■ Your objective:
Could you copy, word for word, only the lines from the one containing "of the short" through the last line of the records below, both included?

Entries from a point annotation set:
+--
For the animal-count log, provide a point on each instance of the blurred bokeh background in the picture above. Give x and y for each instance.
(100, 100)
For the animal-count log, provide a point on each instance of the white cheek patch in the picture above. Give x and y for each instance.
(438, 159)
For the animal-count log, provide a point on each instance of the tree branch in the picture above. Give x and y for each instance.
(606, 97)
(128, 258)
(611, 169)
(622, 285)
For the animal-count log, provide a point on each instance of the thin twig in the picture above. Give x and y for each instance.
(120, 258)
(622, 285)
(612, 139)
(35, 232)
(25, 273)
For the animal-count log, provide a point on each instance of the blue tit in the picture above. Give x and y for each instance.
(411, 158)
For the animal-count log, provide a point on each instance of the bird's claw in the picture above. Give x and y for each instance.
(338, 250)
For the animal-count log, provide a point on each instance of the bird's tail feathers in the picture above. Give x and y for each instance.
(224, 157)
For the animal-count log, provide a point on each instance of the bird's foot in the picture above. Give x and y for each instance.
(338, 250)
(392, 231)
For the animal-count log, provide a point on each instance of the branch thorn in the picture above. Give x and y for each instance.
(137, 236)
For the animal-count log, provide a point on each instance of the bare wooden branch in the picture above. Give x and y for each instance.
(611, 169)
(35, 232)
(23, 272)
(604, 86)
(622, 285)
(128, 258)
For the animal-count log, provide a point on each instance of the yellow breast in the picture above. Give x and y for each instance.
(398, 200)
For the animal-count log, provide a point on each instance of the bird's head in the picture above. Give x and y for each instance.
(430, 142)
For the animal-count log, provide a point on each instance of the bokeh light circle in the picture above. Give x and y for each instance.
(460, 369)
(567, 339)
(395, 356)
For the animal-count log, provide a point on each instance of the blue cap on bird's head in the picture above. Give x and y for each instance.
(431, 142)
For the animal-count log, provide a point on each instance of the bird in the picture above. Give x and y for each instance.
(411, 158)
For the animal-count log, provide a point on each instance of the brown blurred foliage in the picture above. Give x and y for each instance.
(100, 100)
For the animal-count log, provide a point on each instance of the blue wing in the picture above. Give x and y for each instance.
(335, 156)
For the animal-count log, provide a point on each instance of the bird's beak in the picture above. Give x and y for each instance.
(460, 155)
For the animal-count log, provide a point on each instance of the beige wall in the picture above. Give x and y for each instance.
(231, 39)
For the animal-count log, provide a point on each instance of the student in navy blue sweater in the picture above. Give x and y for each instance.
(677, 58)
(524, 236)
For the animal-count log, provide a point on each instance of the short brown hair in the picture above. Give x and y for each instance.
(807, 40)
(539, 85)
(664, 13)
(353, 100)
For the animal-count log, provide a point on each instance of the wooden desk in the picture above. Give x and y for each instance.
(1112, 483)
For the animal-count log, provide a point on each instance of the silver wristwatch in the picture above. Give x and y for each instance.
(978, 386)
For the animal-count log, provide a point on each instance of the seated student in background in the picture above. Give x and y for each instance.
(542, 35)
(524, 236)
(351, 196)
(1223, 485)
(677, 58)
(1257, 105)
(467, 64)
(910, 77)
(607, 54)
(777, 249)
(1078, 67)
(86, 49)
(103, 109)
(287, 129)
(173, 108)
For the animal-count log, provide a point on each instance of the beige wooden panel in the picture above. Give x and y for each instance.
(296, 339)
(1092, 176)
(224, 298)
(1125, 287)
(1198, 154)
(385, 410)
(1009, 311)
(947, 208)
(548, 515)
+--
■ Output of the exercise:
For the animal-count log, provide a point on each instance of the short brown hair in the picture above. Give x and y for each instance.
(807, 40)
(539, 85)
(664, 13)
(353, 100)
For the animal-count log, provide a point on each instance of the wooden desk in the picture above. Give x and y for each instance.
(1112, 483)
For the animal-count log, provide a point on each instance of the silver wristwatch in the picture above. Give x and y for each instance.
(978, 386)
For the animal-count log, provide a point on each instance of the seated student in background in the picture above. Give x and y for each instance.
(542, 35)
(524, 236)
(351, 196)
(1223, 485)
(677, 58)
(1257, 105)
(467, 64)
(910, 77)
(607, 54)
(777, 249)
(1078, 67)
(86, 49)
(103, 109)
(287, 129)
(173, 108)
For the animal-count log, provide a point on each instance of the beige wooden panel in the picture above. Give x and y for each instance.
(296, 339)
(1092, 176)
(224, 298)
(1125, 287)
(1198, 154)
(385, 410)
(1009, 311)
(947, 208)
(548, 515)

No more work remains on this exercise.